### Information shown
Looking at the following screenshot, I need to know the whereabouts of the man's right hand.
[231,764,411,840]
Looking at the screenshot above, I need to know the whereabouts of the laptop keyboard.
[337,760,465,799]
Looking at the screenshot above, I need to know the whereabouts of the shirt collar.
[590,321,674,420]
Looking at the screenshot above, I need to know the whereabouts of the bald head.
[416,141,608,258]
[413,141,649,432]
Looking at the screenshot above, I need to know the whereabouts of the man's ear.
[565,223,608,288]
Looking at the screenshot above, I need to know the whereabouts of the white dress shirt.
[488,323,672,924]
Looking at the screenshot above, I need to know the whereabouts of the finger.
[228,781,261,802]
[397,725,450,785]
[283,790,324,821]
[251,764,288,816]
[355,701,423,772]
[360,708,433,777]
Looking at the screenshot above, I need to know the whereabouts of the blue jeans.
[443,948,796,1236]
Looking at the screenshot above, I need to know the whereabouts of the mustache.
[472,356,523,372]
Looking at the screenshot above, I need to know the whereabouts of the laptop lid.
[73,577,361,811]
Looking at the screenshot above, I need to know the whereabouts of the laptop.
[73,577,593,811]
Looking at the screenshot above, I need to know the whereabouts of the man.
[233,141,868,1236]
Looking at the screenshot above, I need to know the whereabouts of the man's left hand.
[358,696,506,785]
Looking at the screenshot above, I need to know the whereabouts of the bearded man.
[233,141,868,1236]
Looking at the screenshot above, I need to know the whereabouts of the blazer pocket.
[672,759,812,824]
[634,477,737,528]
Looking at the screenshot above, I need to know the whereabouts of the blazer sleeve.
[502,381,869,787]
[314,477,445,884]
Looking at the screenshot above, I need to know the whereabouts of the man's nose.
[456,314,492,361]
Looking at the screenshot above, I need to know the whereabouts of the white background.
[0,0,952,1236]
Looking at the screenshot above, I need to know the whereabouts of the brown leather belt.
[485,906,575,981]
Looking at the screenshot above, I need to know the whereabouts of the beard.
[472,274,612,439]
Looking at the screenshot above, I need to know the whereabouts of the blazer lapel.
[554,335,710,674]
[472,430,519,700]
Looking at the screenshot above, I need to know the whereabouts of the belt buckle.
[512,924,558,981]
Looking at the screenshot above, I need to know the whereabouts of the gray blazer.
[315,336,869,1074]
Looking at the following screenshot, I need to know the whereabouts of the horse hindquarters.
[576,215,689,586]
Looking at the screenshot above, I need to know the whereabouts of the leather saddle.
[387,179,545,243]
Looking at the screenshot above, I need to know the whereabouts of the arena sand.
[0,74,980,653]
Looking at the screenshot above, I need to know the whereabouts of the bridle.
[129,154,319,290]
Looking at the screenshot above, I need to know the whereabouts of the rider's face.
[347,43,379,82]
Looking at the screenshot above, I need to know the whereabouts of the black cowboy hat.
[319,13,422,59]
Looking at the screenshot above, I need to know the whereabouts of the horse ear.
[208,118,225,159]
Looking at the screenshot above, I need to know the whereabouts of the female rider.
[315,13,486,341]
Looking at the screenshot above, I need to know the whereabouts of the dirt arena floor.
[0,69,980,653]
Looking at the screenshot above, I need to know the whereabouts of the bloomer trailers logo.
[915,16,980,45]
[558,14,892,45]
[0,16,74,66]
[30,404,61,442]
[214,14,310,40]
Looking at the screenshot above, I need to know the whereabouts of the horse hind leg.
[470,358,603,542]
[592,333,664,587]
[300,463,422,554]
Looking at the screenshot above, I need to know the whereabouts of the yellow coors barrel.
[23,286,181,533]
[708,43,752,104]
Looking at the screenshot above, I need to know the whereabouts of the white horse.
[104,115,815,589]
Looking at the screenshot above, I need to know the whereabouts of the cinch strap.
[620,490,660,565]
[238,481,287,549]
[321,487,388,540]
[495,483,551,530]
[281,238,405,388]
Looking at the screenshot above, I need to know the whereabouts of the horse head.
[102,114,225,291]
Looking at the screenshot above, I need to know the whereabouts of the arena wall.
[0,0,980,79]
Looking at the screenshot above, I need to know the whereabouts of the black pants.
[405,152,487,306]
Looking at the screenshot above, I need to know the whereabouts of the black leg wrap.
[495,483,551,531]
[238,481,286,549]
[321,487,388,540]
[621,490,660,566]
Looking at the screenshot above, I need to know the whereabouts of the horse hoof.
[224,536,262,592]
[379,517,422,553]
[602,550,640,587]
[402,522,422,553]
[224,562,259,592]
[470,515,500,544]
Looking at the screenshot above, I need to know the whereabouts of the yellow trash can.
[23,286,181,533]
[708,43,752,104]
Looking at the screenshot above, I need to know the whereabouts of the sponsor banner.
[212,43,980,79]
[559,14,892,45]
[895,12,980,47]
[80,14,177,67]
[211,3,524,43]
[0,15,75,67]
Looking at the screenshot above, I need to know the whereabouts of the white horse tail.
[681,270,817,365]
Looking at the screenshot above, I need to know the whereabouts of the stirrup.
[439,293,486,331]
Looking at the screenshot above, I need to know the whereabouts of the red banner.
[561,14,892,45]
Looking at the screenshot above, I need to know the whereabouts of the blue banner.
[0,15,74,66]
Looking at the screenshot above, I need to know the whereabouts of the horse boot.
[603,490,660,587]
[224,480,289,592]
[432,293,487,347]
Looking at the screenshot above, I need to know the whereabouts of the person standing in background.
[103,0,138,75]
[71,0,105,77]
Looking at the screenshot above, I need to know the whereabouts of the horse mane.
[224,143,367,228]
######
● **Do this**
Swap "blazer" for "jacket" in the entries from the line holding "the blue jeans." through the line holding "[576,215,689,586]", inclusive, and write out only those lines with nothing else changed.

● **Result**
Looking at the screenshot above, I need to know the whereabouts of the blue jeans.
[443,948,796,1236]
Looking at the screenshot above, I need to know the whereabouts of the mustache.
[472,356,523,372]
Looking at the screenshot above, I need to know the whereabouts of the laptop lid.
[73,577,361,811]
Looking at the screenshot above, I need to know the whereabouts of the laptop.
[73,577,593,811]
Looking at the screenshot above, I need to know the whereabouts of the man.
[233,141,868,1236]
Looking at the screenshot above, I need to know the whereabouts of the man's left hand.
[358,696,506,785]
Looking at the screenshot above, I need to know the whereabouts of the bearded man.
[233,141,868,1236]
Looking at the screenshot above, I need to know the whereabouts of the jacket pocket.
[672,759,812,824]
[634,477,737,528]
Looking at the screenshot above, I need to know the whereabouts of the jacket sleeve.
[502,381,869,787]
[314,477,445,884]
Looking at the screenshot above, I need to know the whereabouts of the man's nose.
[456,314,492,361]
Looking at the screenshot above, I need to know the whereabouts of the white background.
[0,0,952,1236]
Looking at the screenshot above, I need to know the whereabouts of the brown leather belt.
[485,906,575,981]
Looking at the screenshot above, I need to know the whereabouts of the beard.
[472,274,612,439]
Looking at the screenshot above, I need to know the whereabouts of the jacket lapel.
[554,335,710,674]
[472,430,519,700]
Looking at the screenshot above, I need to know the whereabouts of the belt buckle.
[512,924,558,981]
Looking at the screenshot above, I need to know the whereabouts of the gray jacket.
[315,336,869,1074]
Looking at the following screenshot, I need to know the whereabouts of the horse hindquarters.
[576,215,689,586]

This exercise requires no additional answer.